Dr Sekelwa Cosa from the Department of Biochemistry, Genetics and Microbiology was the programme director and guided everybody through their paces.
The symposium was designed to give a high-level overview of broad and emerging research topics in the Faculty. Not only did this approach show colleagues the full breadth of the excellent work happening in NAS, but our industry partners and stakeholders also got a sense of the cutting-edge research that we do. This symposium was the first step in a longer process to identify research focus areas of mutual interest to researchers and industry partners alike.
Prof Sunil Maharaj, Vice-Principal: Research, Innovation and Postgraduate Education, welcomed the attendees on the first day and emphasised that NAS contributes substantially to building research and teaching capacity in South Africa by producing highly skilled graduates and generating new scientific knowledge through our research. Around 20 to 25% of all PhD graduates at UP come from NAS.
He lauded the Faculty for this initiative and reiterated that NAS is a leader in addressing complex challenges through transdisciplinary and interdisciplinary research.
In his welcoming words, Prof Barend Erasmus, Dean of the Faculty of Natural and Agricultural Sciences (NAS), emphasised that “Being here today places a responsibility on each of us. We focus on transdisciplinary research; therefore, we must think actively of opportunities to link with our colleagues, get ideas and note action items to follow up. Secondly, the valuable information shared on philanthropist fundraising will assist you in raising real funding for your research. Today is a first step in connecting funding opportunities with our new research priorities and opportunities,” Prof Erasmus concluded.
Three sessions with four speakers each on different aspects of themes ranging from Next-Generation Agriculture, Energy, to the Environment and Biodiversity were on the first day’s programme.
A highlight of the second day of the Symposium was the keynote address by the Director-General of the Department of Science and Innovation (DSI), Dr Phil Mjwara. He shared the Department’s Science, Technology and Innovation (STI) decadal plan, which, interesting enough, has many similarities to NAS research priorities, such as modernising agriculture, energy, health and Big Data, among others.

Information provided:
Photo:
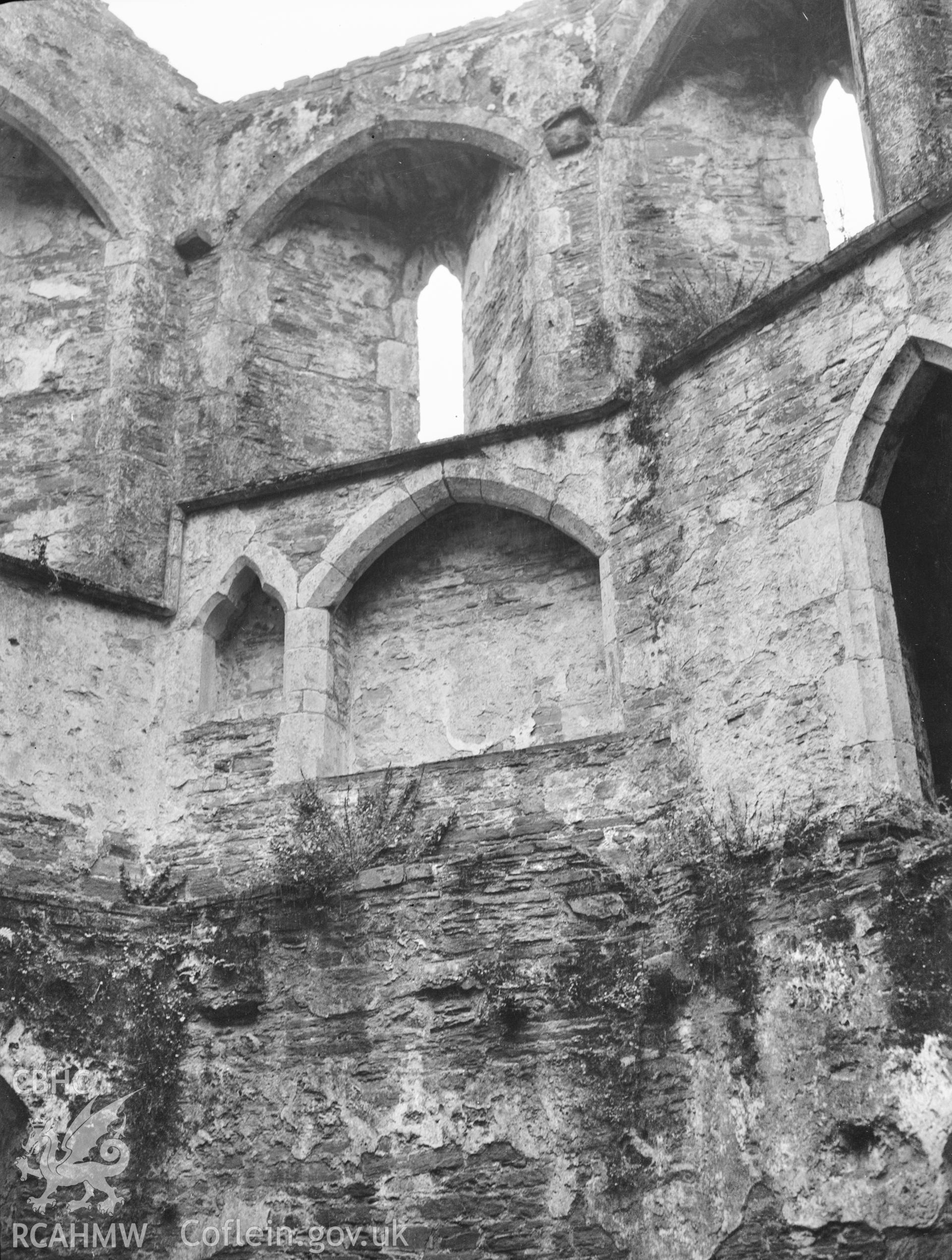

Tasks to carry out:
[1] Answer these questions from the symposium report:
(a) Who was the programme director?
(b) Roughly what share of all PhD graduates at UP come from NAS?
(c) Who gave the keynote address on the second day?
[2] Rewrite the symposium report from "The symposium was designed" up to and including "industry partners alike.", putting "industry collaborators" wherever "industry partners" appears.

Answers for each item:
[1]
(a) Dr Sekelwa Cosa from the Department of Biochemistry, Genetics and Microbiology.
(b) Around 20 to 25%.
(c) Dr Phil Mjwara, Director-General of the Department of Science and Innovation (DSI).

[2]
The symposium was designed to give a high-level overview of broad and emerging research topics in the Faculty. Not only did this approach show colleagues the full breadth of the excellent work happening in NAS, but our industry collaborators and stakeholders also got a sense of the cutting-edge research that we do. This symposium was the first step in a longer process to identify research focus areas of mutual interest to researchers and industry collaborators alike.